The data below should be restated word for word, with every picture omitted.

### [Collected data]
--- --- ---

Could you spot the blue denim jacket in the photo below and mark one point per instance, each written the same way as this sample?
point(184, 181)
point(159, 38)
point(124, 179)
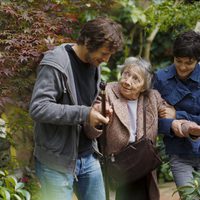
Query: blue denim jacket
point(185, 97)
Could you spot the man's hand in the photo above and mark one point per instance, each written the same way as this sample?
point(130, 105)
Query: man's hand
point(192, 128)
point(96, 118)
point(167, 111)
point(98, 107)
point(177, 128)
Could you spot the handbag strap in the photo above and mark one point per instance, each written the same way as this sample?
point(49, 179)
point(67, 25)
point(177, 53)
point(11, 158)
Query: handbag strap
point(144, 114)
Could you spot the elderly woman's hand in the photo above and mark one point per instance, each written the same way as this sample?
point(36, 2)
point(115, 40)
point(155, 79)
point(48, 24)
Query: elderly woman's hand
point(167, 111)
point(177, 128)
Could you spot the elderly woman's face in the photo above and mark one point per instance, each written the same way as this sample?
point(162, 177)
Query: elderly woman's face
point(131, 83)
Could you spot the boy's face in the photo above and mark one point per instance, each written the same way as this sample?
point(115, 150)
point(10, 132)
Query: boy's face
point(98, 56)
point(131, 83)
point(184, 66)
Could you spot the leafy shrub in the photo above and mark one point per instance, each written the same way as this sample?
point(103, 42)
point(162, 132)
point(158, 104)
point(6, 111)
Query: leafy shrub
point(192, 190)
point(11, 189)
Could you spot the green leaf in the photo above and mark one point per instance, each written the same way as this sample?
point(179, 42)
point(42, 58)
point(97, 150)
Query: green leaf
point(10, 181)
point(25, 193)
point(4, 193)
point(2, 173)
point(16, 197)
point(19, 185)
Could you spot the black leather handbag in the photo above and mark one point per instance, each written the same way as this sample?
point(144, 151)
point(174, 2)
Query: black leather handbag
point(134, 162)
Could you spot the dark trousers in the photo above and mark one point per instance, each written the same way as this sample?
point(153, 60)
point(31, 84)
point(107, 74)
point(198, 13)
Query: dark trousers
point(133, 191)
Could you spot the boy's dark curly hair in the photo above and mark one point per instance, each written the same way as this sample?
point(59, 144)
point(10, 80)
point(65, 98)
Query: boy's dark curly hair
point(187, 44)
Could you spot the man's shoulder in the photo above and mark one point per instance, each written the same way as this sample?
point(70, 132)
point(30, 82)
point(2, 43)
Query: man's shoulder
point(166, 72)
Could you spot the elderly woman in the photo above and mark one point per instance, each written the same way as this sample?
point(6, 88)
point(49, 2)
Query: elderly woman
point(126, 124)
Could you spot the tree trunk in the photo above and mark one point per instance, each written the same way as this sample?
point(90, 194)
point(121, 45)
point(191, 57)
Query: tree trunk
point(149, 42)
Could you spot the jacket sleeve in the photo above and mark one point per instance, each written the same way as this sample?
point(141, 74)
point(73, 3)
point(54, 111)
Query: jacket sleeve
point(164, 124)
point(44, 106)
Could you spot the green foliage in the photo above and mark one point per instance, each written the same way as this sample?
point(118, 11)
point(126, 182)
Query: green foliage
point(192, 190)
point(11, 189)
point(164, 171)
point(28, 28)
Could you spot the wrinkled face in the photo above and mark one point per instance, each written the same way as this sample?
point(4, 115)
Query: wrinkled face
point(184, 66)
point(131, 83)
point(97, 57)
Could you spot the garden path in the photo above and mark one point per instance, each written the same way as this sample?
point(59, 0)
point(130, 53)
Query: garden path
point(166, 191)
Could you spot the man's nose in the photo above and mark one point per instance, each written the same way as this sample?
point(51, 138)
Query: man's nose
point(106, 58)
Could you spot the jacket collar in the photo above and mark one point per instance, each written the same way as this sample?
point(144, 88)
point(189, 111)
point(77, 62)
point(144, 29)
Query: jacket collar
point(194, 76)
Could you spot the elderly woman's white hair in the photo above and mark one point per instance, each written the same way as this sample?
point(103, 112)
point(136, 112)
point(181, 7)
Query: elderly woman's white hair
point(143, 66)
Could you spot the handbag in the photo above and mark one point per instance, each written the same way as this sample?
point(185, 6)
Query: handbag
point(134, 162)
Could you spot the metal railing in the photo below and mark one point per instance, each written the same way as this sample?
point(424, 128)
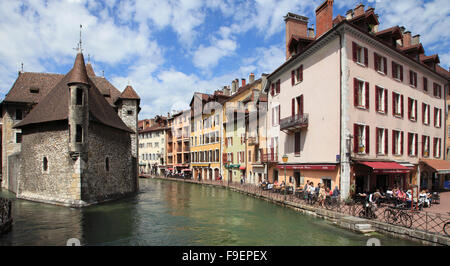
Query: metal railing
point(298, 120)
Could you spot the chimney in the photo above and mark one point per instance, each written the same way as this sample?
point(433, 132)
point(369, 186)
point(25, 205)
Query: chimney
point(324, 17)
point(415, 39)
point(311, 33)
point(295, 25)
point(406, 39)
point(349, 14)
point(226, 90)
point(251, 78)
point(359, 10)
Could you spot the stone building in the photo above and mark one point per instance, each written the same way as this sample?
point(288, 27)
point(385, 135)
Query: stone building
point(69, 139)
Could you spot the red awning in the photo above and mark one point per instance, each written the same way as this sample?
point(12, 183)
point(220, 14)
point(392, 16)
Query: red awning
point(308, 166)
point(386, 167)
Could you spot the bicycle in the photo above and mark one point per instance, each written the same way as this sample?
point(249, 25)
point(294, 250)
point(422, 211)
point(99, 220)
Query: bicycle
point(397, 216)
point(446, 228)
point(332, 203)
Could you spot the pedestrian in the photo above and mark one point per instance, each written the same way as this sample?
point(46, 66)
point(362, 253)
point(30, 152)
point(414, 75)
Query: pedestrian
point(322, 195)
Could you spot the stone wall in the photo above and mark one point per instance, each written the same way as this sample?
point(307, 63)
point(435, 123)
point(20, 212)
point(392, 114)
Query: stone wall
point(57, 184)
point(9, 145)
point(98, 183)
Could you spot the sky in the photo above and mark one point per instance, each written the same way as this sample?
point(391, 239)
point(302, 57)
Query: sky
point(169, 49)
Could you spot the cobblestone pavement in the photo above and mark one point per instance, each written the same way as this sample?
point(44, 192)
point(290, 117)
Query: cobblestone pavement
point(444, 206)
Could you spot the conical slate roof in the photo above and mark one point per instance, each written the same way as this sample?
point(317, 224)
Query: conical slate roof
point(129, 93)
point(78, 74)
point(55, 106)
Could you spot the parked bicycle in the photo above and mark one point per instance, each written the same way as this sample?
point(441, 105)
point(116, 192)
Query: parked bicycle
point(332, 203)
point(397, 215)
point(447, 228)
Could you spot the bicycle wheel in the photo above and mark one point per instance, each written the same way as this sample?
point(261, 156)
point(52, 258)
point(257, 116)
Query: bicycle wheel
point(389, 216)
point(405, 219)
point(447, 228)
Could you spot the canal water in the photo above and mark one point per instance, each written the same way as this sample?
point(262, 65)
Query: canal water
point(173, 213)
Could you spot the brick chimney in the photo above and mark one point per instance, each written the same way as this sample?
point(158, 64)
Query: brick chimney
point(251, 78)
point(415, 39)
point(406, 39)
point(324, 17)
point(295, 25)
point(359, 10)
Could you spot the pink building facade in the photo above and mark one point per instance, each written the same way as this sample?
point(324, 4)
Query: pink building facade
point(355, 107)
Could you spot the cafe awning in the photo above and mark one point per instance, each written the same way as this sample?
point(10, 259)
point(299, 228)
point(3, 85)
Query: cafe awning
point(386, 167)
point(441, 166)
point(327, 167)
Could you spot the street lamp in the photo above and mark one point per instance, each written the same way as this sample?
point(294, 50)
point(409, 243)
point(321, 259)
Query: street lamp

--- --- ---

### [Reply to the exercise]
Could you spot the blue denim jacket in the photo below and mark one point per instance, each written the same way as this sample?
point(184, 181)
point(159, 38)
point(124, 179)
Query: blue denim jacket
point(185, 97)
Could you spot the man's hand in the photo above and mark one point per instance, each written the same way as this sample?
point(130, 105)
Query: man's hand
point(192, 128)
point(96, 118)
point(167, 111)
point(98, 107)
point(177, 128)
Could you spot the handbag strap in the photo above and mark one point per instance, each written the same way as this sample?
point(49, 179)
point(67, 25)
point(177, 53)
point(11, 158)
Query: handbag strap
point(144, 114)
Could you spot the elderly woman's hand in the photo above and mark one point per instance, each written the same way as this sample?
point(36, 2)
point(115, 40)
point(155, 79)
point(48, 24)
Query: elderly woman's hand
point(167, 111)
point(177, 128)
Could you spot the elderly woman's face in the photo above and mark one point per instance, each written the same way as this sample?
point(162, 177)
Query: elderly woman's face
point(131, 83)
Could you spot the boy's face in the photo above and mark one point per instance, each written the same way as this sample?
point(115, 150)
point(10, 132)
Query: boy's face
point(98, 56)
point(131, 83)
point(184, 66)
Could you spot the leafy shrub in the photo above and mark one point per instance, each written the same way as this sample?
point(103, 42)
point(162, 132)
point(158, 104)
point(6, 111)
Query: leafy shrub
point(192, 190)
point(11, 189)
Could you spot the green leaf in the photo above and mark one point per instance, each written the same way as this sample?
point(179, 42)
point(42, 58)
point(97, 150)
Query: green leaf
point(10, 181)
point(25, 193)
point(4, 193)
point(2, 173)
point(16, 197)
point(19, 185)
Could you spot the black leather handbag in the photo above and mark one point per instance, each written the same way as this sample?
point(144, 151)
point(174, 2)
Query: black leather handbag
point(134, 162)
Could you spot the dark trousers in the photo above and mark one point per instance, each written the same way as this sample?
point(153, 60)
point(31, 84)
point(107, 74)
point(198, 13)
Query: dark trousers
point(133, 191)
Could you spot the boy's dark curly hair in the photo above and mark one point per instance, each written the same way as this sample?
point(59, 144)
point(10, 80)
point(65, 98)
Query: boy's dark curly hair
point(187, 44)
Could you spot the man's shoulder in the photo above and mark one point per instance, each written the same way as this sample?
point(70, 132)
point(30, 82)
point(2, 43)
Query: man's shoulder
point(166, 72)
Could you spot the elderly woman in the photo above and mark one point per instance, each written the same way as this sample?
point(6, 88)
point(49, 2)
Query: elderly woman
point(126, 124)
Could you spot the tree trunk in the photo above and mark one point per instance, each written the same way as this sample?
point(90, 194)
point(121, 45)
point(191, 57)
Query: tree trunk
point(149, 42)
Could you spot the jacket sleeve in the photo above and mark one point per instance, each written the same way as this sample?
point(141, 74)
point(73, 3)
point(54, 111)
Query: jacket sleeve
point(164, 124)
point(44, 106)
Could you spot the green foliage in the photo above and mark one point per instance, each written the same way as this sample?
point(118, 11)
point(126, 182)
Query: green foliage
point(192, 190)
point(11, 189)
point(164, 171)
point(28, 28)
Could you spot the wrinkled face in the photo above and mark one point per instance, each written the same way as this sample?
point(4, 115)
Query: wrinkled face
point(184, 66)
point(131, 83)
point(97, 57)
Could you spot the garden path in the photo above and mark one point per instance, each written the same way as this sample?
point(59, 0)
point(130, 53)
Query: garden path
point(166, 191)
Could you spot the man's nose in the photo above and mark one point per instance, each written the same way as this sample?
point(51, 138)
Query: man's nose
point(106, 58)
Could you spot the jacket collar in the photo above and mark one point per instance, each written the same way as this sample?
point(144, 88)
point(189, 111)
point(77, 62)
point(144, 29)
Query: jacket collar
point(194, 76)
Could you spot the elderly woman's white hair in the photo above and mark one point per instance, each written the same way as this sample?
point(103, 112)
point(136, 112)
point(181, 7)
Query: elderly woman's white hair
point(143, 66)
Could you spot the handbag in the photo above and mark one point per instance, each written the same way as this sample?
point(185, 6)
Query: handbag
point(134, 162)
Could you spot the metal railing in the photo below and mark one point per instance, each written the same way as this sample?
point(424, 128)
Query: metal railing
point(298, 120)
Could you spot the chimney in the photo above and mark one point per instance, each written the same way as this sample?
point(433, 132)
point(369, 186)
point(25, 205)
Query: chimney
point(324, 17)
point(415, 39)
point(311, 33)
point(295, 25)
point(406, 39)
point(349, 14)
point(226, 90)
point(251, 78)
point(359, 10)
Could you spot the stone building in the photo above and mark one point per instance, each written the same way as this sample?
point(288, 27)
point(385, 135)
Query: stone building
point(69, 139)
Could you spot the red awning in the photo above and mark one point per instance, each written the same way as this sample?
point(12, 183)
point(220, 14)
point(392, 16)
Query: red awning
point(308, 166)
point(386, 167)
Could you spot the bicycle in the photo above and mark one point per instance, each written the same way as this sample?
point(249, 25)
point(294, 250)
point(422, 211)
point(99, 220)
Query: bicycle
point(397, 216)
point(446, 228)
point(332, 203)
Could you spot the pedestrian in the photo above and mark one point per instance, each written the same way as this sample?
point(46, 66)
point(362, 253)
point(30, 152)
point(414, 75)
Query: pedestrian
point(322, 195)
Could you spot the stone wall in the photo above and mark one point per instance, each written the same way as this sample?
point(307, 63)
point(435, 123)
point(20, 212)
point(392, 114)
Query: stone wall
point(57, 184)
point(9, 145)
point(98, 183)
Could you spot the sky in the photo above and mark one point per instance, each written the same way as this sample?
point(391, 239)
point(302, 57)
Query: sky
point(169, 49)
Could you spot the cobblestone pavement in the photo above and mark one point per instance, each written the same way as this sample?
point(44, 192)
point(290, 117)
Query: cobblestone pavement
point(444, 206)
Could you spot the conical slate roof in the photo above and mark one point per instance, each written the same way as this sample?
point(317, 224)
Query: conical slate roof
point(129, 93)
point(78, 74)
point(55, 106)
Could you spot the parked bicycle in the photo above and mark one point per instance, each written the same way as this sample?
point(441, 105)
point(116, 192)
Query: parked bicycle
point(332, 203)
point(397, 215)
point(447, 228)
Could you spot the bicycle wheel in the photo above and mark one point per instance, each written the same way as this sample?
point(261, 156)
point(52, 258)
point(257, 116)
Query: bicycle wheel
point(389, 216)
point(405, 219)
point(447, 228)
Could you spot the canal water in the photo above and mark one point per instance, each written the same way as this sample?
point(262, 65)
Query: canal water
point(173, 213)
Could you spot the brick chimney in the photo above and mark one point per instance, each written the same way as this sample?
point(158, 64)
Query: brick chimney
point(251, 78)
point(415, 39)
point(406, 39)
point(324, 17)
point(295, 25)
point(359, 10)
Could you spot the pink building facade in the photo above and mark one point per instance, each written the same way as this sample?
point(324, 4)
Query: pink building facade
point(355, 107)
Could you spot the cafe awning in the photo above and mark one point per instance, each written the same way as this sample?
point(10, 259)
point(299, 228)
point(3, 85)
Query: cafe awning
point(386, 167)
point(441, 166)
point(327, 167)
Could you spot the street lamp in the photo above and mark one point per instance, each written the same way as this sample?
point(294, 50)
point(409, 243)
point(321, 259)
Query: street lamp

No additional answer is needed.